### TASK GOAL
Continue the forum post about replacing the term "malaise," starting after its final sentence.

### EXCERPTED PASSAGE
Anything but "Malaise"!
Hey everybody!
There have been so many good suggestions here. I strongly urge you to just start using whatever term you like instead of 'malaise'! Disease exacerbation, morbidity, meltdown or whatever you like. CDC does not own the language and can not force you to use an inappropriate and medically incorrect term like 'malaise'.
Each time you refuse to use the term "malaise" and use another term this brings closer the day when the terminology will change and we will get treated like human beings.
If we refuse to use 'malaise' then slowly other patients won't use it. Then a few 'radical' doctors won't use it, then more and more and CDC and Wessely will be the only ones using it and this will show how obstructionist and anti-science they are. This will take a long time, but it will never happen if we don't start. So let's start now.
Terms or 'memes' spread like viruses. The more a term is used, the more it spreads and spreads and becomes entrenched. The only way to stop it is for us to stop using the term and substitute another that will catch on.
I like 'Morbidity' because it fits into PEM, sounds medical and thus it will cause the transition to be made much quicker, imo. It will be much easier to convince influential doctors to change to Morbidity than to another term and influential doctors adopting the terminology is the only way to get it into medically accepted use.
The fact that it sounds medical and doesn't have psychological connotations will also help to influence people to rightly think of our disease as medical instead of psychiatric.

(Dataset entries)
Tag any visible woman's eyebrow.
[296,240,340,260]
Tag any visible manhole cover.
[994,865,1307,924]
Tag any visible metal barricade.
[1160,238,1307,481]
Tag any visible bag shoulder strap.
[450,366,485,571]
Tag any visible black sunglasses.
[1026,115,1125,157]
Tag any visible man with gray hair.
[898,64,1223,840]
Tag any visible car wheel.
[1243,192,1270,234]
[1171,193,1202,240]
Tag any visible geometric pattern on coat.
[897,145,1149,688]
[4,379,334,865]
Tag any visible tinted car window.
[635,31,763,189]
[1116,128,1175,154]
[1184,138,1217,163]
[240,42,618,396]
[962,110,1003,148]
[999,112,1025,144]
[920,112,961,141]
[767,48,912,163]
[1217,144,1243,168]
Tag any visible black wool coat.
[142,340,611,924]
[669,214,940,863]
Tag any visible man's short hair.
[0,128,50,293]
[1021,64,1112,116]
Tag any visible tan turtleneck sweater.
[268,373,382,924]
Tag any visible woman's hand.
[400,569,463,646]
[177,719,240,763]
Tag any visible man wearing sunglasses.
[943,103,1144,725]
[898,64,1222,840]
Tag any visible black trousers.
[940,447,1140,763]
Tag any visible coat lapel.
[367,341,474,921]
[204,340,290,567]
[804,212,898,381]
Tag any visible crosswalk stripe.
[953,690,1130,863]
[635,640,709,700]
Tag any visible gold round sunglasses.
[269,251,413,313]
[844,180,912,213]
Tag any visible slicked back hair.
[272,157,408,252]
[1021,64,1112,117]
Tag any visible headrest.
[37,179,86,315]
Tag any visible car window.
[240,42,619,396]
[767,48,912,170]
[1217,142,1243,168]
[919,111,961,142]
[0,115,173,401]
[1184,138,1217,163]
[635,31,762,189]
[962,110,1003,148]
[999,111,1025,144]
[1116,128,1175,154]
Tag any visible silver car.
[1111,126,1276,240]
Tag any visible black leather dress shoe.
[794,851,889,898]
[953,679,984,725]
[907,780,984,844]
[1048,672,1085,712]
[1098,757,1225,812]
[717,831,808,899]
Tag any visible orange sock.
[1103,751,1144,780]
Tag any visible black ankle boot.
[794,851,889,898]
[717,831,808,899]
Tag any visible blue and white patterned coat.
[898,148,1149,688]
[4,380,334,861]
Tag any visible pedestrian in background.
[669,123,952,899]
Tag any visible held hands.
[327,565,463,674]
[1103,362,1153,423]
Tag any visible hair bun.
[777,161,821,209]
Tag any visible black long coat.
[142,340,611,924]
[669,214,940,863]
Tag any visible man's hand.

### RESULT
Similarly, Jason has shown that the inappropriate term 'chronic fatigue syndrome' causes significant social and medical harm to patients. Please use a different term- whichever one you like! (As you may know I like ME/CFIDS). If noone but CDC and Wessely are using "CFS" they will have to stop calling it "CFS" or be exposed as fools.
If you do ever use the terms "CFS" or "malaise", please bracket them in quotes. This takes little effort and will go a long way toward establishing these terms as suspect and inappropriate. Imagine what the effect of the tiny step of just adding quotes to these terms would have if most patients did it. The term "CFS" would acquire an aura of being bogus.
Little actions of standing up for ourselves can have outsized effects. AIDS patients kept standing up for themselves and now they have $3B a year from NIH (of course the fact that AIDS was obviously fatal made this 'easier' for them to achieve) and their disease is largely manageable.
Rosa Parks did a little thing of refusing to go to the back of the bus. If she had a friend there, her friend probably said "what are you doing? it's easier just to go to the back of the bus, they might attack us and anyway refusing to go to the back of the bus is never in a million years going to do anything for blacks; we'll always be discriminated against. It's not worth trying." But Rosa Parks knew that putting her foot down and saying "No, I will not be treated like a second-class citizen!" would help everyone- black, white, our whole nation.